Data supplied ::
______________________________

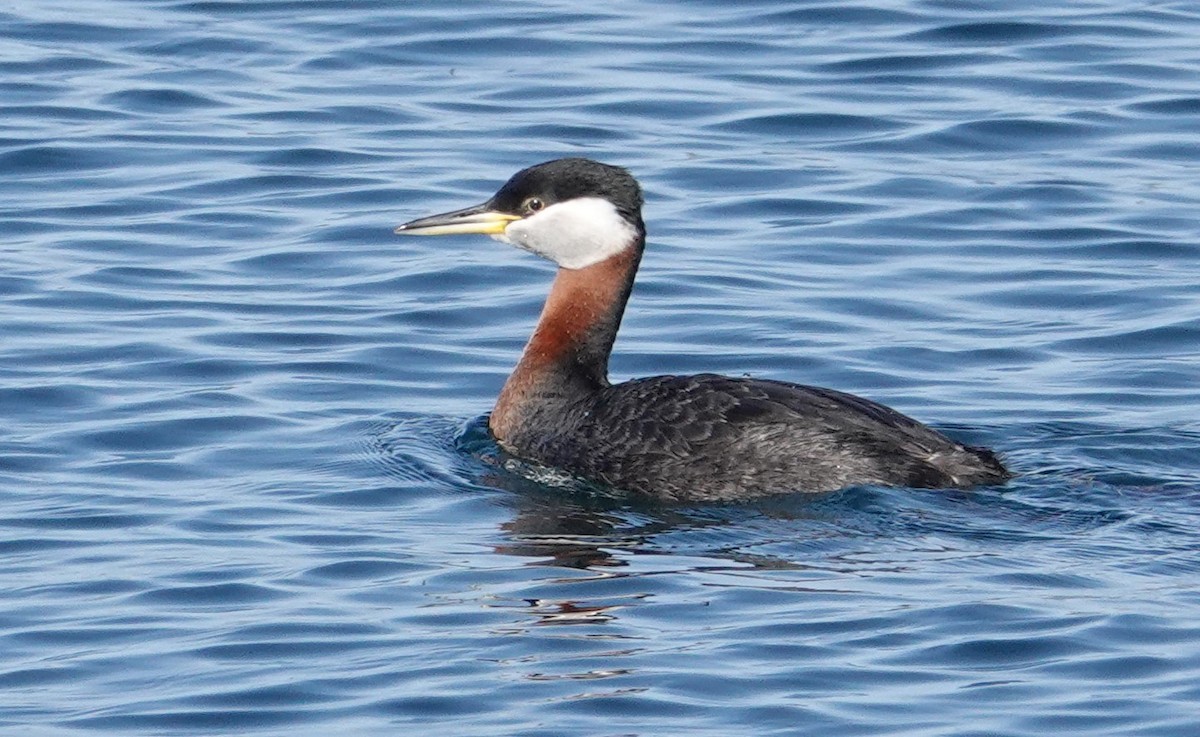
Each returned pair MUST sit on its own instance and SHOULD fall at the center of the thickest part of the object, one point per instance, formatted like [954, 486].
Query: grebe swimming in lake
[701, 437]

______________________________

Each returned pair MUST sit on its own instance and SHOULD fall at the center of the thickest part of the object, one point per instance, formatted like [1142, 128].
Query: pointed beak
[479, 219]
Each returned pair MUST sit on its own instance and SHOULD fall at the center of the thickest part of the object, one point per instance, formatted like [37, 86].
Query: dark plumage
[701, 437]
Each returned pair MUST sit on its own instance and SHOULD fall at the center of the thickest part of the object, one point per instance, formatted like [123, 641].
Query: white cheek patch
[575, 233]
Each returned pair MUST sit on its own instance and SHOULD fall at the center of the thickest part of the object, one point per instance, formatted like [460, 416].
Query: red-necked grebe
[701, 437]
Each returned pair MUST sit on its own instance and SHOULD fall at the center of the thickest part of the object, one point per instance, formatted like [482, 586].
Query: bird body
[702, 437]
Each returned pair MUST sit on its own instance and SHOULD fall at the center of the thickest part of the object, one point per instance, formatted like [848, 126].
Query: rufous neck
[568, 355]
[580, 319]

______________________________

Problem to work on :: Which lines above contain the word "thickest"? Copy each of them.

Result ::
Each returned pair MUST sit on its own instance and SHOULD fall at the center of the thickest part of the object, one point per instance, formatted like [954, 486].
Each returned pair MUST sit on its own instance and SHOULD fall at the center of the thickest part of the object, one point per instance, formatted like [1142, 128].
Each returned pair MUST sit on its own instance and SHOULD fall at the center of the thickest part of the object, one point per instance, formatted like [37, 86].
Each returned pair MUST sit on its own instance and SHOULD fall at the center of the thickest part of the object, one point per instance, formatted like [123, 641].
Each returned pair MUST sit on its own instance and SHOULD fall at the center of the thickest part of the object, one point per instance, formatted like [460, 416].
Each returned pair MUST sit on its own instance and SHOULD fall at the center of the thickest part of the object, one point per instance, formatted like [482, 586].
Each returned pair MUST sit on its own instance and SHOULD fall at the center of the thickest part of the object, one point per instance, formatted like [848, 126].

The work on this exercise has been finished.